> **Tasks to complete**
**a)** Decide whether each statement agrees with the piece on money and marriage, and back each yes or no with the deciding words quoted from it: (i) someone upset by the word "budget" may call it a spending plan; (ii) the cost of careless spending stays within the couple's pocketbook; (iii) core trust can break, especially if one spouse talked the other into the purchase.
**b)** The first paragraph of the piece on money and marriage has a run of one-word sentences. List every one of them.

# START OF Text section

Money & Marriage—Making Both Last Beyond the First 5 Years

When it comes to finances, especially in the early years of a marriage, it’s so easy to do things wrong. With so much credit available, the natural tendency is to get caught up with the perceived purchase power but carelessly get carried away far beyond wisdom and means. Many young couples make spending decisions without realizing that they are going to be paying for it for years to come. And the cost isn’t confined to their pocketbook, either. The greatest hit is often to the relationship itself. Stress. Tension. Regret. Mistrust. All this can lead to more friction than a relationship was designed to handle. Core trust can often be broken especially if one spouse talked the other into the purchase in question. You want to do all you can to avoid this sort of pressure.

Maybe you’re reading this and saying, “Help! I think we are messed up financially already.” Or maybe you haven’t gone too far down that road yet but you want to avoid the debt potholes. Either way, the more healthy financial principles you can apply the better. The following is some basic budgeting guidelines that will help your marriage grow beyond the first five years and do better financially as well.

Make a Simple Budget – Don’t Make Excuses, Just Do It!

The first step is to create your household budget. If the word ‘budget’ freaks you out, call it a spending plan. Whatever you call it, it’s got to be done because if you don’t have at least a rough roadmap of where you’re trying to go financially, you’ll end up lost, hit every pothole in sight, and end in the ditch economically. Don’t fool yourself. You don’t want to go there.

Every couple has to talk through the issues of money, bills, income and expenses. They need to come to understand their spending habits and their saving goals. Priorities must be agreed on and set. Here is a set of questions that you should begin talking through with your spouse to create financial unity:

  • What are your short-term and long-term goals financially?

# END OF Text section
# START OF Data records

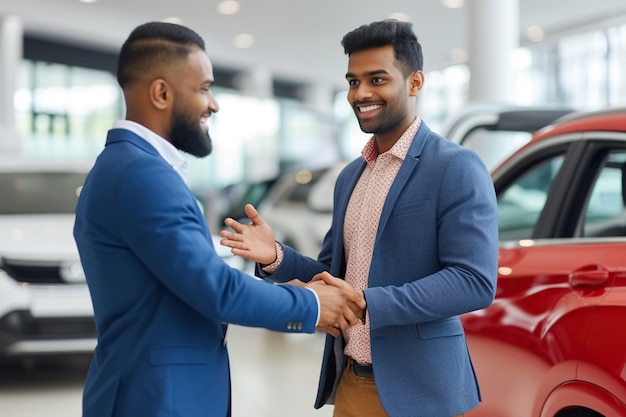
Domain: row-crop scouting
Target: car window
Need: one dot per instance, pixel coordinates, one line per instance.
(495, 146)
(604, 213)
(39, 192)
(521, 203)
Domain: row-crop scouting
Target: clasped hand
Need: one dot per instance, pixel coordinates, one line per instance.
(340, 305)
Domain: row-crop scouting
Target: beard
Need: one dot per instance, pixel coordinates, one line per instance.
(187, 136)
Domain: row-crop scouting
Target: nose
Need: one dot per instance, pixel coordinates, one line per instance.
(214, 107)
(360, 92)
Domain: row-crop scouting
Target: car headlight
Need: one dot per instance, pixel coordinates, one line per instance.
(72, 272)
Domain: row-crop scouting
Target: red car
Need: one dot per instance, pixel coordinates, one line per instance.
(553, 343)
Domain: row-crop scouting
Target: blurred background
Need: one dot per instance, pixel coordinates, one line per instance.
(284, 124)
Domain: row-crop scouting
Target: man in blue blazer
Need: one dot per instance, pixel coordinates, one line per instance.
(414, 227)
(161, 295)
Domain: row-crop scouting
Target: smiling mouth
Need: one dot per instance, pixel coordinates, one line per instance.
(371, 107)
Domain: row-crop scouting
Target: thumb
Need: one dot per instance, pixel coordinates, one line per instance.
(253, 215)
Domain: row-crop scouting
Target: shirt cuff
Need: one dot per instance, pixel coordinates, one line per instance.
(271, 268)
(317, 300)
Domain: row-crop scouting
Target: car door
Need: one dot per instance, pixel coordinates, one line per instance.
(558, 204)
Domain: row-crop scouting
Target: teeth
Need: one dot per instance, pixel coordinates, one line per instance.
(369, 108)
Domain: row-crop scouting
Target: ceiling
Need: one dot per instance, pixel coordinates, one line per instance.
(295, 40)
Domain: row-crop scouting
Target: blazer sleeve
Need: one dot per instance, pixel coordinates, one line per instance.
(441, 261)
(162, 223)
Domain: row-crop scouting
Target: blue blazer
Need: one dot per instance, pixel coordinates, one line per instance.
(435, 257)
(161, 294)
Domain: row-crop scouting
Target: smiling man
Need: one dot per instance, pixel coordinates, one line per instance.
(161, 295)
(414, 227)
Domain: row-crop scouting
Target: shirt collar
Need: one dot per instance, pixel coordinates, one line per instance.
(399, 149)
(167, 151)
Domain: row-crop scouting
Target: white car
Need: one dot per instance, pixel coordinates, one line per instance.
(45, 306)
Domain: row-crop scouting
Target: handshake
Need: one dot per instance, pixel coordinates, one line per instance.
(341, 306)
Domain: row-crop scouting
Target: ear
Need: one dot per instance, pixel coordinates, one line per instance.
(416, 82)
(161, 94)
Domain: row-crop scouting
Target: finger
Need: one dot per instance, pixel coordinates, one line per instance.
(253, 215)
(233, 224)
(296, 282)
(333, 331)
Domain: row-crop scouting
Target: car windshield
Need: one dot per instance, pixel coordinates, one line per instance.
(495, 146)
(39, 192)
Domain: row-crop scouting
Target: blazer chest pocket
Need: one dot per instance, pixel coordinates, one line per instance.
(179, 355)
(409, 208)
(449, 327)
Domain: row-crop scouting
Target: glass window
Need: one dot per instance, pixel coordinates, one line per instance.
(521, 203)
(604, 213)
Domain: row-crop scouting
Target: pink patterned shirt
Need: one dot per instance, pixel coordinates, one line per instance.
(361, 223)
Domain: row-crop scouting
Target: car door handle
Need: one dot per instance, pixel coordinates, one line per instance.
(590, 277)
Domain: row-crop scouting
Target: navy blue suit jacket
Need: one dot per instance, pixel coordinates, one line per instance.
(435, 257)
(161, 293)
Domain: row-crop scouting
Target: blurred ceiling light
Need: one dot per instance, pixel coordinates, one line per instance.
(228, 7)
(402, 17)
(303, 177)
(452, 4)
(458, 55)
(176, 20)
(535, 33)
(243, 41)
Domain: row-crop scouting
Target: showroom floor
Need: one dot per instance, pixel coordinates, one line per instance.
(274, 375)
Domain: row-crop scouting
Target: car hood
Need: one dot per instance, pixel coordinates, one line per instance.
(38, 237)
(50, 238)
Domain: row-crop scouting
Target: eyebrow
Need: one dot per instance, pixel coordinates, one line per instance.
(368, 74)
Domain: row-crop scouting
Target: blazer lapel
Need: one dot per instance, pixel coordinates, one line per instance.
(406, 170)
(123, 135)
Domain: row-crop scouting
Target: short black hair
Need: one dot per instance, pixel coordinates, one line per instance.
(154, 43)
(400, 35)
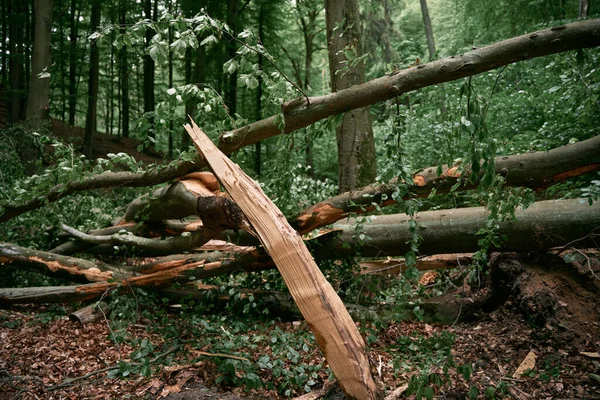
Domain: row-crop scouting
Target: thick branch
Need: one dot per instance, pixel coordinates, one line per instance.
(574, 36)
(65, 267)
(533, 170)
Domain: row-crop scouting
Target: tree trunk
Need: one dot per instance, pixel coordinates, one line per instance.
(428, 30)
(124, 67)
(39, 88)
(298, 114)
(149, 71)
(537, 170)
(356, 147)
(261, 36)
(73, 63)
(94, 76)
(543, 225)
(320, 305)
(584, 8)
(5, 57)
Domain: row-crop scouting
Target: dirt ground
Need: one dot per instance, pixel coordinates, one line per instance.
(544, 306)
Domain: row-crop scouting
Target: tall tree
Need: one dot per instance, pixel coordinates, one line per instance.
(73, 35)
(39, 88)
(94, 76)
(428, 30)
(149, 68)
(124, 69)
(231, 86)
(356, 146)
(18, 11)
(260, 64)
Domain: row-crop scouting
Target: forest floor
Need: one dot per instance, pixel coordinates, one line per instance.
(544, 306)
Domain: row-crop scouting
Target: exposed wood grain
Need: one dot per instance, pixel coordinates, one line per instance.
(320, 305)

# END OF Data records

> **Answers for the exercise**
**a)**
(i) Yes: "If the word ‘budget’ freaks you out, call it a spending plan."
(ii) No: "And the cost isn’t confined to their pocketbook, either."
(iii) Yes: "Core trust can often be broken especially if one spouse talked the other into the purchase in question."

**b)** Stress, Tension, Regret, Mistrust